▶ [SHORT EXERCISE] Return exactly the span of lines that opens with the line containing "Locate every instance of the black tv" and closes with the last line of the data, inclusive.

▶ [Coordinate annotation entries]
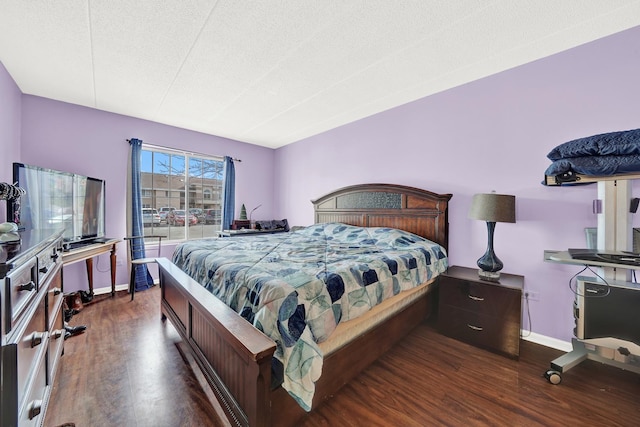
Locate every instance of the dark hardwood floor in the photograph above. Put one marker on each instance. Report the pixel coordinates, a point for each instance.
(127, 370)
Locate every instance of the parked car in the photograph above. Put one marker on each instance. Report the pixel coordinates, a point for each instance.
(198, 213)
(163, 213)
(150, 217)
(177, 217)
(212, 216)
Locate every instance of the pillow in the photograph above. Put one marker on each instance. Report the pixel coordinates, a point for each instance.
(607, 144)
(596, 165)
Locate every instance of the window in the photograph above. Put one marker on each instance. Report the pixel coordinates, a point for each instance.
(185, 189)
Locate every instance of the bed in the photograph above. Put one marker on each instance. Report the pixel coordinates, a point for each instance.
(237, 358)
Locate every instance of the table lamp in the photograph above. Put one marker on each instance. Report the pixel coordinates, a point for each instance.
(492, 208)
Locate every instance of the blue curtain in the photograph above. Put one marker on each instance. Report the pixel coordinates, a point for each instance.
(143, 278)
(229, 196)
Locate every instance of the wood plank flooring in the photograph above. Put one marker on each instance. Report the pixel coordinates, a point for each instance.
(127, 370)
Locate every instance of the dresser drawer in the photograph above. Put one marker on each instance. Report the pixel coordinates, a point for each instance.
(21, 288)
(54, 295)
(501, 334)
(56, 344)
(482, 298)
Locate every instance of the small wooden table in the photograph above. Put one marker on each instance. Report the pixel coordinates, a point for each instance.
(87, 253)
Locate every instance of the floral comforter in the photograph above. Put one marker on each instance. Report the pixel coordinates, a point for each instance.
(296, 287)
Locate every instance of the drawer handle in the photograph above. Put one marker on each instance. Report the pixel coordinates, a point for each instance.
(36, 339)
(35, 408)
(27, 287)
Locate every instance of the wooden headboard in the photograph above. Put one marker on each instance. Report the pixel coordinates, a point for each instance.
(387, 205)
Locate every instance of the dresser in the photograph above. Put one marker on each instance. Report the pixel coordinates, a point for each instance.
(32, 325)
(483, 313)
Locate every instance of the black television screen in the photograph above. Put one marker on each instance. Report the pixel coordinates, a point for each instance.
(57, 199)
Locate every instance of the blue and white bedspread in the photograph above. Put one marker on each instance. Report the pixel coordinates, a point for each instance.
(295, 287)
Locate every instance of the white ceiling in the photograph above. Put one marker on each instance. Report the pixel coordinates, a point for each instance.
(274, 72)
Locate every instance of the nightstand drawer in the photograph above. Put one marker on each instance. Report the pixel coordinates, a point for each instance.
(482, 298)
(493, 333)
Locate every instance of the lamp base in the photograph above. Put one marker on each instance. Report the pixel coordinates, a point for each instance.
(491, 276)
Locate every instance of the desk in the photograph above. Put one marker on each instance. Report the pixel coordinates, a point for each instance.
(248, 232)
(87, 253)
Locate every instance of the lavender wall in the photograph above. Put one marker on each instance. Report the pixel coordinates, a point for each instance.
(92, 142)
(491, 134)
(10, 102)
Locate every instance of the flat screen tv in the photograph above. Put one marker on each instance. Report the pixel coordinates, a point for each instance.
(56, 199)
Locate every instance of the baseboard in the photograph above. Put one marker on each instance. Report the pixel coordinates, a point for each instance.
(546, 341)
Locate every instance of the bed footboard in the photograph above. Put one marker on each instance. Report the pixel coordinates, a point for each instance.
(233, 355)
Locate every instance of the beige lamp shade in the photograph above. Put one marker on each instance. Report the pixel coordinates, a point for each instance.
(492, 207)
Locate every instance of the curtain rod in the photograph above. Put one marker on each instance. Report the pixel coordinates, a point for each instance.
(184, 151)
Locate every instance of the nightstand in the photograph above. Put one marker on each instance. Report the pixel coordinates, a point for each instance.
(483, 313)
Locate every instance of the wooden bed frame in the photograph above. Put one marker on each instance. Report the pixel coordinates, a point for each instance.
(235, 358)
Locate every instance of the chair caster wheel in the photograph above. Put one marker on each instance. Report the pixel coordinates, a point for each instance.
(554, 377)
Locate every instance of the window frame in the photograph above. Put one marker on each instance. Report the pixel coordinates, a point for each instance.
(187, 194)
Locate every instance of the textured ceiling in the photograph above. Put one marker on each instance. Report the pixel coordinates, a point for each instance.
(274, 72)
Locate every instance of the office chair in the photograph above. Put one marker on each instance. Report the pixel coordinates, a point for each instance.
(138, 246)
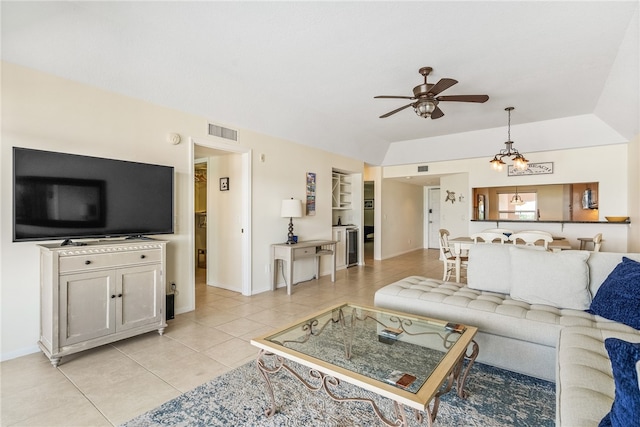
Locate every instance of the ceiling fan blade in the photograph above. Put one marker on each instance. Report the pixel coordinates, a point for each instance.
(395, 111)
(464, 98)
(395, 97)
(443, 84)
(437, 113)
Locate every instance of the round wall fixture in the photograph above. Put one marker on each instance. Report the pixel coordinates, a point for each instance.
(174, 138)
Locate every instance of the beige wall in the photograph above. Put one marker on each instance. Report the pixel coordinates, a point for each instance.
(45, 112)
(401, 218)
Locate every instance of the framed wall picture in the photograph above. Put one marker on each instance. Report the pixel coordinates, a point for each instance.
(311, 193)
(532, 169)
(224, 184)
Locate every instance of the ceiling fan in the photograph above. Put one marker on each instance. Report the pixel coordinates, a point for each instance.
(426, 101)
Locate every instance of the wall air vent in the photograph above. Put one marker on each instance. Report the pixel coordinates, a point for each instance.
(221, 132)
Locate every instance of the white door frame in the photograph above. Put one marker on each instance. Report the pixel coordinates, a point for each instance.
(245, 215)
(428, 218)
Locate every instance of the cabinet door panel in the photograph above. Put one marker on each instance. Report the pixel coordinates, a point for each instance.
(141, 301)
(86, 306)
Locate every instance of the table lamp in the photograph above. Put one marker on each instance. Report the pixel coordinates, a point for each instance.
(291, 208)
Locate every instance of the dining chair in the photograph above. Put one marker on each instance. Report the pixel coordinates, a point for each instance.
(504, 231)
(489, 237)
(449, 257)
(546, 233)
(530, 238)
(596, 240)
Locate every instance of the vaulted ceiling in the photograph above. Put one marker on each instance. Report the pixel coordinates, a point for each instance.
(308, 71)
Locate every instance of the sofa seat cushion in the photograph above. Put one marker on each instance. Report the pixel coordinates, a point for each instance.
(585, 387)
(491, 312)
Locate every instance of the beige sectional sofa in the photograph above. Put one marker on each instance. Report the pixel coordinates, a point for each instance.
(529, 307)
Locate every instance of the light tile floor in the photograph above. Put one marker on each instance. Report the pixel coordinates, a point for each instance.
(114, 383)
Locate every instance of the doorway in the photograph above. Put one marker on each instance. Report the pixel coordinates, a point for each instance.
(221, 215)
(433, 218)
(368, 226)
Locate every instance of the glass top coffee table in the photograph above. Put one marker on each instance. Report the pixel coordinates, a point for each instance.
(410, 359)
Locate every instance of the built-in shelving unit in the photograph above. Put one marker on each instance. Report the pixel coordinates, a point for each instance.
(341, 190)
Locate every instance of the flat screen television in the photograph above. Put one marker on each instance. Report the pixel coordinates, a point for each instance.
(70, 196)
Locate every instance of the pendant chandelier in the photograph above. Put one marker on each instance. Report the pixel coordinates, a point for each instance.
(519, 162)
(517, 199)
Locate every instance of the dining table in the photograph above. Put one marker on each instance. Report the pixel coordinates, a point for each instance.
(460, 244)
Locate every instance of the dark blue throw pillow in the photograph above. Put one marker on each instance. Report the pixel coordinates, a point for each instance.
(625, 411)
(619, 295)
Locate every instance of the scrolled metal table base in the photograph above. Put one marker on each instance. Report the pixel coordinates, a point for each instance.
(458, 375)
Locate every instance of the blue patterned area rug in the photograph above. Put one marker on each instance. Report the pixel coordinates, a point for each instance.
(239, 397)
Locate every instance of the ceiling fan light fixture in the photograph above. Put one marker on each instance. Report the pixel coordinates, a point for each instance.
(425, 108)
(519, 161)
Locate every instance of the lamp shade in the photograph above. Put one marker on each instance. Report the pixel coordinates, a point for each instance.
(291, 208)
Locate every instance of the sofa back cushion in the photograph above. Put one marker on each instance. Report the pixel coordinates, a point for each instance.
(557, 279)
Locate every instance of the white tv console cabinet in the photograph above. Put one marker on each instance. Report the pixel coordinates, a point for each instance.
(99, 293)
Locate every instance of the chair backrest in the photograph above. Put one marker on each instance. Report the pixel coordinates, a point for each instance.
(443, 239)
(546, 233)
(489, 237)
(597, 242)
(504, 231)
(530, 238)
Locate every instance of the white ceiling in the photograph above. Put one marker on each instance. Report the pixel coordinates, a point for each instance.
(308, 71)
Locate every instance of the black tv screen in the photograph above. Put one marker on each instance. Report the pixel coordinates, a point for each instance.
(65, 196)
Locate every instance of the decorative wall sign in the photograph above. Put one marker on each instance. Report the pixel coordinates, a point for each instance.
(224, 184)
(311, 193)
(532, 169)
(451, 197)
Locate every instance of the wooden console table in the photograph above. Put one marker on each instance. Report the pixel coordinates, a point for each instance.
(301, 250)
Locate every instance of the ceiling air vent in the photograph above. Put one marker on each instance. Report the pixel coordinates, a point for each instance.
(221, 132)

▶ [FULL OUTPUT]
Locate every instance of the black tv screen in the photograph above. Put one marker on each instance. Report the pixel coordinates, a point for each instance.
(65, 196)
Locate every instance of the decorative wall sign in the photograph above. Put one marker on each instance. Report the pixel coordinates, a point for each instance.
(224, 184)
(311, 193)
(532, 169)
(451, 197)
Locate every instance of the wooden console table in the photograph above. Put one marker on each instance. Report the pixel coordinates, a point for each instance.
(301, 250)
Locate every instance of the ceiling air vent in the photograph above. Put one marker on each instance. Report the pixel coordinates, a point for each instance.
(221, 132)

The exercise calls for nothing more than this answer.